_Exercise objective_. How many lines in the records below contain the word "jacket"? Treat uppercase and lowercase letters as different, and reply with the number alone.

_Data for this task_.
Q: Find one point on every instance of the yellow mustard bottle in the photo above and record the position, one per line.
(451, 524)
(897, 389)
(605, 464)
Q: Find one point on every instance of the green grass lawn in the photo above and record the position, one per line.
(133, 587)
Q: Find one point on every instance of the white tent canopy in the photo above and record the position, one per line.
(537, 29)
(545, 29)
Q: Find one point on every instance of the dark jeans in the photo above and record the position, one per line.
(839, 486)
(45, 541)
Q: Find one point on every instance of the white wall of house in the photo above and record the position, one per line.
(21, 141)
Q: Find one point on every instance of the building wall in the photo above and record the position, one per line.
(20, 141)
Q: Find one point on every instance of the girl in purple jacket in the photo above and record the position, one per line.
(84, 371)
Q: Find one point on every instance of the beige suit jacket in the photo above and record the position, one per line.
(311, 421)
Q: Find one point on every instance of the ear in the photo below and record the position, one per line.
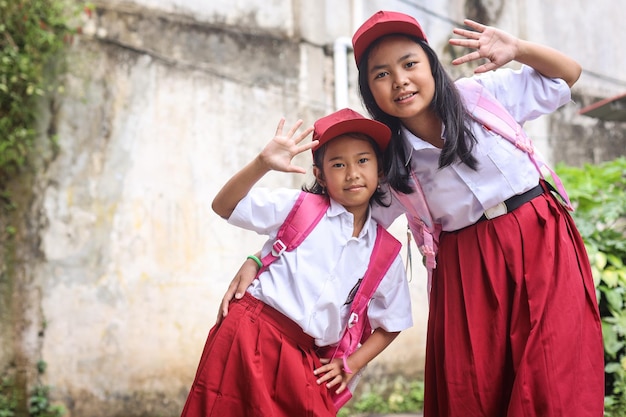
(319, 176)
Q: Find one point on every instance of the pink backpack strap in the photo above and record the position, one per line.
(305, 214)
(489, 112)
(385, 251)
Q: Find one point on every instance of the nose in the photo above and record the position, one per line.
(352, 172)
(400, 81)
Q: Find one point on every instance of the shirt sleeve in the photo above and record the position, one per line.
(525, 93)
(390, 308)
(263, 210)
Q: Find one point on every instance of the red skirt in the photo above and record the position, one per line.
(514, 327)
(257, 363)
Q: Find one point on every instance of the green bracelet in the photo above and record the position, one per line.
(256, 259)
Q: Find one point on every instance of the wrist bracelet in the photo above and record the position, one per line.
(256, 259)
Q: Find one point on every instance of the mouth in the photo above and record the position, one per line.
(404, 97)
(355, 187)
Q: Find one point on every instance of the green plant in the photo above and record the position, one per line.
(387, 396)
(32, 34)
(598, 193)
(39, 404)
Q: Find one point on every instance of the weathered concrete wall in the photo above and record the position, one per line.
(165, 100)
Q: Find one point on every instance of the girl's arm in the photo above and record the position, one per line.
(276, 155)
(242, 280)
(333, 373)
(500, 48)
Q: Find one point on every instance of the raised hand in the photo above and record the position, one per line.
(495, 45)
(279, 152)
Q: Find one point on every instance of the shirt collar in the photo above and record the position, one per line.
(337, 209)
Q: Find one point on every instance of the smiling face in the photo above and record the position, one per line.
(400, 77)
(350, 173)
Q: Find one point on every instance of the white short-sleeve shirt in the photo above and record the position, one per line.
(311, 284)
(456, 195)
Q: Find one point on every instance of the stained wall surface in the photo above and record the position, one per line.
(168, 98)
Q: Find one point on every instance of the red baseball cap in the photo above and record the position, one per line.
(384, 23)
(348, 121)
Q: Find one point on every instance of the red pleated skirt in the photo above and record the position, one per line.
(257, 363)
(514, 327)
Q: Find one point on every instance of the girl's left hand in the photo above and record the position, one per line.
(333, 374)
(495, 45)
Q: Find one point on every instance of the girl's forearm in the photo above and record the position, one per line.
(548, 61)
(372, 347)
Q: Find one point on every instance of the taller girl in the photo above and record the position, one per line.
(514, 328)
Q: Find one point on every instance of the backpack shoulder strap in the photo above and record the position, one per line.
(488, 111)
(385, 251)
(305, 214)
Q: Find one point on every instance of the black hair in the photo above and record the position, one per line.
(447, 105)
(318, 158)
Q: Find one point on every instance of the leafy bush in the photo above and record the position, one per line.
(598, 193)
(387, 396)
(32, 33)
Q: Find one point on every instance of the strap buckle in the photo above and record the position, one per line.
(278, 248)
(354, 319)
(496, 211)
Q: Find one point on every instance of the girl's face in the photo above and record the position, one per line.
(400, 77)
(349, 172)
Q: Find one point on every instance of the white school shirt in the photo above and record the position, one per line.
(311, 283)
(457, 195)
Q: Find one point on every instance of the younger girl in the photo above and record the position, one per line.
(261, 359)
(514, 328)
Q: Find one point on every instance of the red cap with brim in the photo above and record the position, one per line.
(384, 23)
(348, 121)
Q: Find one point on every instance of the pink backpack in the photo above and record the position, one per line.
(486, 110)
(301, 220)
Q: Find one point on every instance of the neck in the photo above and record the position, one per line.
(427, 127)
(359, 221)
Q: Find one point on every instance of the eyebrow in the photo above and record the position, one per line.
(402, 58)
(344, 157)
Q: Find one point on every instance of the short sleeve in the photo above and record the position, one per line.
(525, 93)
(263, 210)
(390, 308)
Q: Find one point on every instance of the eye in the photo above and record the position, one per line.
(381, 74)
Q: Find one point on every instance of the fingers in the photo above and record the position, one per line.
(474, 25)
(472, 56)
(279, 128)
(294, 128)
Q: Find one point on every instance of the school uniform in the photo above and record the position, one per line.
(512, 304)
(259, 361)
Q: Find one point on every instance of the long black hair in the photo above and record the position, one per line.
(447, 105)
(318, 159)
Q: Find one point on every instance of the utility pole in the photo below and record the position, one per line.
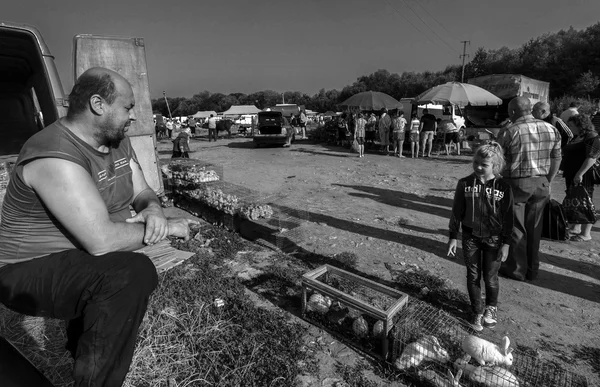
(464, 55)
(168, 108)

* * *

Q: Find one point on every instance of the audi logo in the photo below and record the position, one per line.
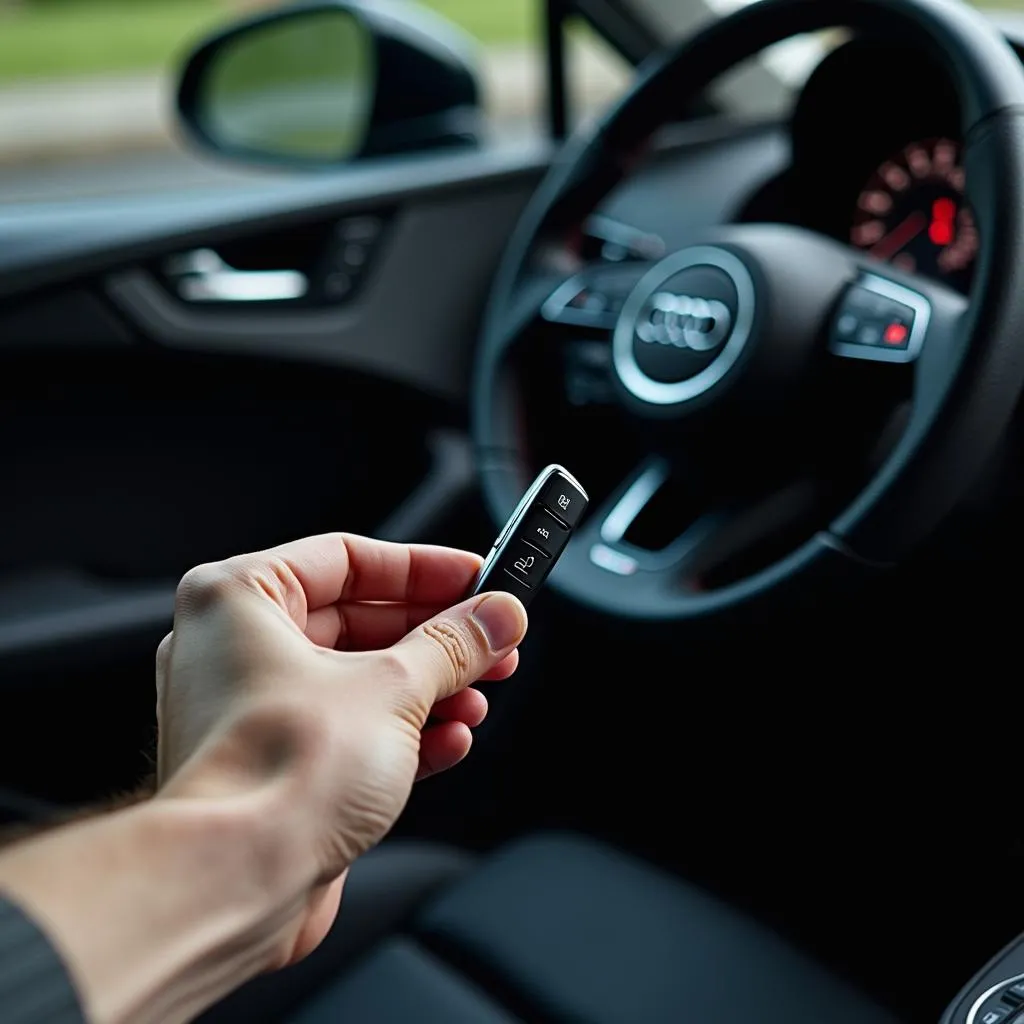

_Completed exercise_. 2